======== Listed entries ========

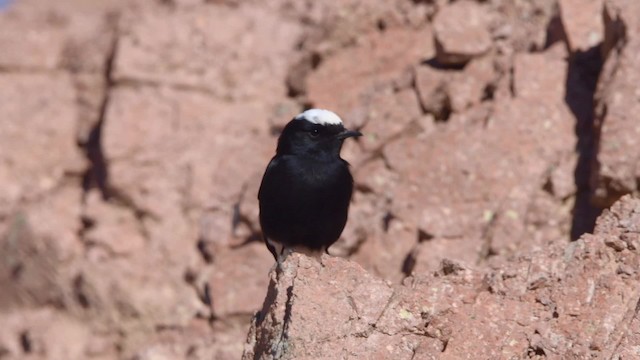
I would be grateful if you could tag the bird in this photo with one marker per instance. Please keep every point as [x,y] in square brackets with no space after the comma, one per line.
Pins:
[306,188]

========
======== Listed entries ========

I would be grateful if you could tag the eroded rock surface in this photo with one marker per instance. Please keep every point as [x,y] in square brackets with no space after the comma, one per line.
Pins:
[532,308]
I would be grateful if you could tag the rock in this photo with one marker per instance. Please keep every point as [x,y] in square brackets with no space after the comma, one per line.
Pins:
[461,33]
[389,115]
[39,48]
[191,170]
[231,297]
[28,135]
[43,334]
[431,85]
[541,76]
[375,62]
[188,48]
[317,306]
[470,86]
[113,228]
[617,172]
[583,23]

========
======== Listed entries ========

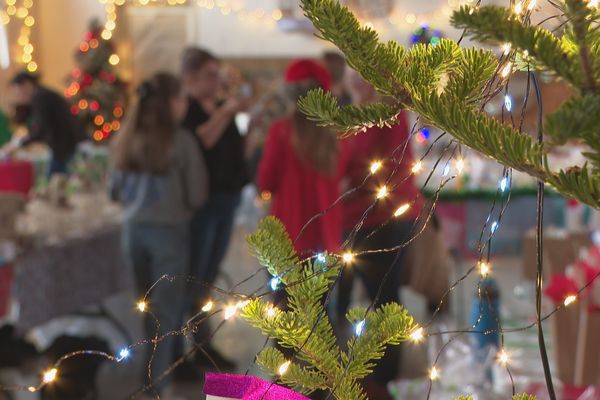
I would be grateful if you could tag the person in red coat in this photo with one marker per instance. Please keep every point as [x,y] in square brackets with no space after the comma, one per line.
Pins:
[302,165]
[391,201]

========

Problem statement: Scan the lines above for the word "rock", then copy each line that has it.

Result for this task:
I would be grateful if you could tag the eroded rock surface in this photo with one marker per instance. Please keep every point as [x,y] in square brackets with no space after the comma, one per line.
I would be grateful if you could tag the rock in this photo with one marker per instance. Please keep every point as [x,y] in square brackets with no space after the comma, one per line.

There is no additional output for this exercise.